----- Records for the exercise

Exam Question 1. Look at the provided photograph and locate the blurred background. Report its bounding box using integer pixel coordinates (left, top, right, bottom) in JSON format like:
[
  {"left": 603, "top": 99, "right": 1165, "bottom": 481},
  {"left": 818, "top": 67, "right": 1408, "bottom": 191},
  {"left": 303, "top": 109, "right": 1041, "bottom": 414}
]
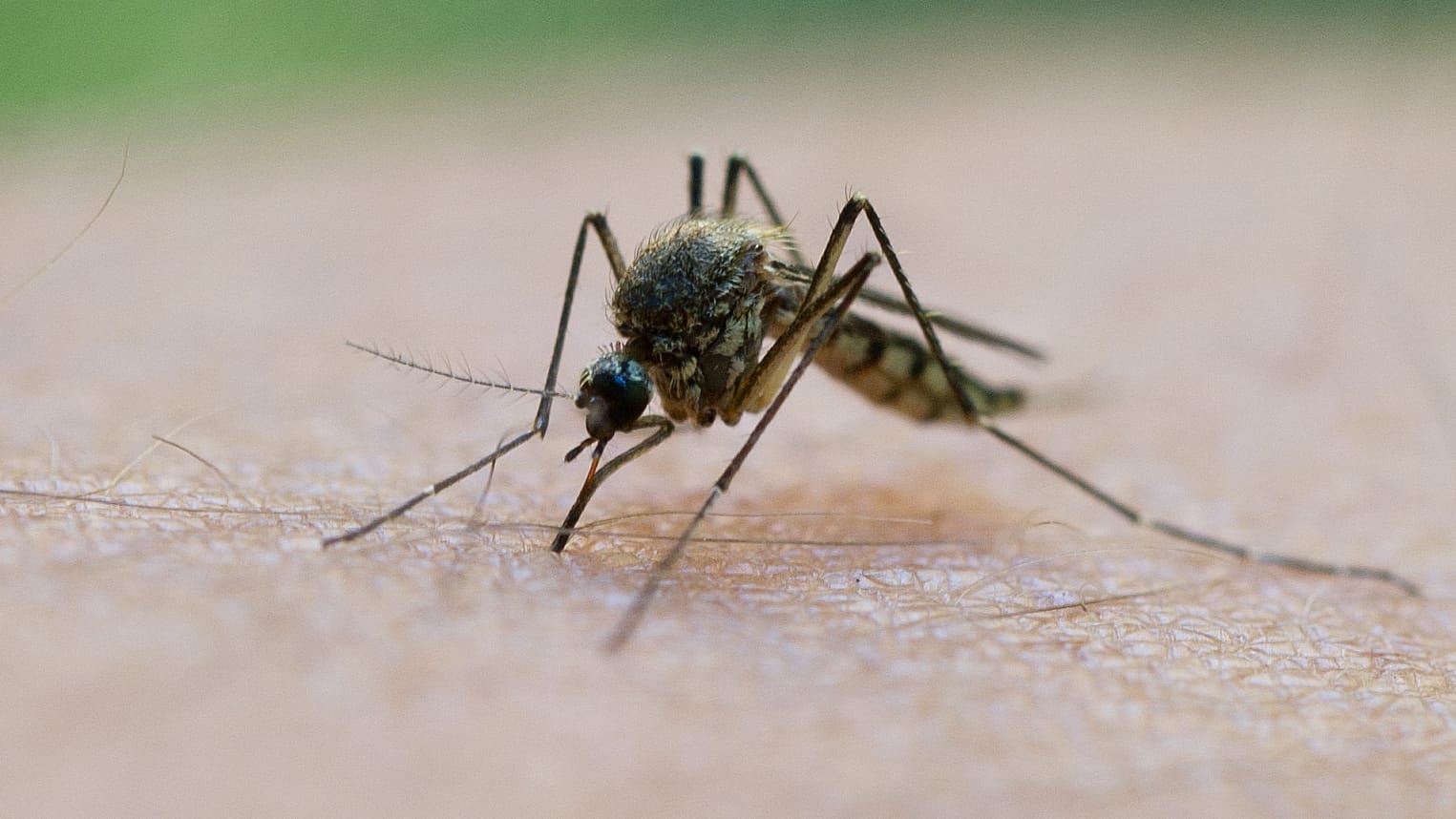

----------

# Request
Retype the material above word for word, leaving out the picture.

# Answer to this problem
Exam Question 1. Look at the provided photograph and locate the blurred background. Report its bounding box using integer pixel coordinates (left, top, right, bottom) in JSON format like:
[
  {"left": 603, "top": 99, "right": 1165, "bottom": 481},
  {"left": 818, "top": 67, "right": 1408, "bottom": 191},
  {"left": 303, "top": 109, "right": 1041, "bottom": 414}
]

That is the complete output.